> [Excerpted text]
-*-
The Power and Place Symposium is a two-day pre-conference that will explore issues related to orientation, transition, retention, and other topics that impact the participation of Indigenous higher education communities. The symposium will include a keynote presentation, moderated sessions, and community reflection, all centered in the seminal text Power and Place: Indian Education in America, co-authored by the late Vine Deloria, Jr. (Standing Rock Sioux Tribe) and current Haskell Indian Nations University faculty member Dr. Daniel Wildcat (Yuchi member of the Muscogee Nation of Oklahoma).
The Symposium was originally designed as a one-day immersive professional development opportunity at Haskell Indian Nations University (Haskell), one of 37 tribal college and university (TCU) settings in the United States. The Symposium has been reimagined in a virtual format to explore the depths of identities through the education, development, and leadership experiences of Haskell alumni, students, staff, and faculty.
- Reflect on the role of place in the education and development experiences of Indigenous higher education communities
- Expand student affairs practitioner-educator knowledge about orientation, transition, and retention experiences of Indigenous students and college culture at a TCU
- Understand the significance and lessons of TCUs to Indigenous student success at non-Native colleges and universities
- Gain awareness of and appreciation for Indigenous perspectives of higher education
We are proud to offer this inaugural symposium free of charge with the cost of registering for the NASPA Annual Conference. Registration will be capped at 500 participants.
If you are affiliated with a Tribal College or University (students or employees), please contact Monica Nixon (email@example.com) before registering to receive a coupon code for additional cost savings.
- Access the registration link from the NASPA Conference website.
- Choose registration type: Attendee
- Choose sessions:
- 2021 NASPA Annual Conference Registration
- 2021 NASPA Power & Place: Indigenous Worldviews of Higher Education Symposium
- Be sure to make a selection for every day
- Customize the experience with your personal information.
- TCU-affiliated participants should use the coupon code on the final screen when checking out.
If you have any questions regarding the registration process, please don't hesitate to contact us at ACreg@naspa.org.
Meet Our Co-Directors
Charlotte E. Davidson is Diné and an enrolled member of the Three Affiliated Tribes (Mandan, Hidatsa, & Arikara). With respect to kinship relations, she is of the Tó'aheedlíinii (Water Flows Together People), born for the Waterbuster People. Her maternal grandfather’s (Kee Horseherder Yazzie) clan is Kinłichíi’nii (Red House People) and her paternal grandfather’s (Ernest Wilkinson) clan is the Flint Knife People. In NASPA, Charlotte serves as the association’s Indigenous Relations Advisor, national co-chair of the Indigenous Peoples Knowledge Community, the co-principal advisor of Indigenous Engagement for the Kansas City Experience Committee, guest editor of the 2021 winter issue of the NASPA Leadership Exchange Magazine, and is a member of the 2019-2022 NASPA SERVE (Supporting, Expanding, and Recruiting, Volunteer Excellence) Academy cohort. Dr. Davidson is a proud alumna of Haskell Indian Nations University, where she received her B.A. in American Indian Studies. She also earned an Ed.M. and Ph.D., respectively, in Educational Policy Studies from the University of Illinois at Urbana-Champaign. She has presented nationally on Indigenous higher education and has written and co-authored chapters in Beyond the Asterisk: Understanding Native Students in Higher Education; Indigenous Leadership in Higher Education; Reclaiming Indigenous Research in Higher Education; and A Better Future: The Role of Higher Education for Displaced and Marginalised People.
-*-
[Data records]
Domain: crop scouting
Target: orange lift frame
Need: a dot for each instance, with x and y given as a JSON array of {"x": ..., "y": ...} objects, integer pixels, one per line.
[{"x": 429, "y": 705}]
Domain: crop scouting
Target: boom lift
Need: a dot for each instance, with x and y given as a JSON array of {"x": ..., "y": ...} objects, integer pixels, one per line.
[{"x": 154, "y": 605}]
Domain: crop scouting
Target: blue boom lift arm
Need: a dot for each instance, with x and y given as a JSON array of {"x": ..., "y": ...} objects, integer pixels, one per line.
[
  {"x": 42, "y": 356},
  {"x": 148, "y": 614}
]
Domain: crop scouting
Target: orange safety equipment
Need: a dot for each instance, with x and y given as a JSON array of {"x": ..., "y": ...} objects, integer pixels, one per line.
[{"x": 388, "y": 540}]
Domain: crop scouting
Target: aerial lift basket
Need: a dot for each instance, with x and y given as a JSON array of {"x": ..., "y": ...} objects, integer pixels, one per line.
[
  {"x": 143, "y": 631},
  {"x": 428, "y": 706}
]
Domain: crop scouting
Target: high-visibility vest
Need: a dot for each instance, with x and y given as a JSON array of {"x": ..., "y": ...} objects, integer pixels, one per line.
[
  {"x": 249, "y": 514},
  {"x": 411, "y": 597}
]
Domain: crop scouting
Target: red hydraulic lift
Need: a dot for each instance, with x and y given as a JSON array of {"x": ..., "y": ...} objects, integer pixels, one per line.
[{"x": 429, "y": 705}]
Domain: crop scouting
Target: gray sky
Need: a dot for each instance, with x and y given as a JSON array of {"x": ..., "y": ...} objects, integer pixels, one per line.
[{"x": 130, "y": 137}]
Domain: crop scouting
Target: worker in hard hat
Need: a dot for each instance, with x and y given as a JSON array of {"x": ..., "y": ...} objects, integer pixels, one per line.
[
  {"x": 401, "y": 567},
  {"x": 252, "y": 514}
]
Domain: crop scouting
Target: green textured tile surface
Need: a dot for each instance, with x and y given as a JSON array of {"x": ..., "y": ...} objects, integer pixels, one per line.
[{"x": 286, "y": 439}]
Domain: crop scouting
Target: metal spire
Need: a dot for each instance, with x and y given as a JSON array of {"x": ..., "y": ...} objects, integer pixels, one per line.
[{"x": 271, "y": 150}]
-*-
> [The exercise]
From the symposium page, list every book in which Charlotte E. Davidson has written or co-authored chapters.

> [Expected answer]
- Beyond the Asterisk: Understanding Native Students in Higher Education
- Indigenous Leadership in Higher Education
- Reclaiming Indigenous Research in Higher Education
- A Better Future: The Role of Higher Education for Displaced and Marginalised People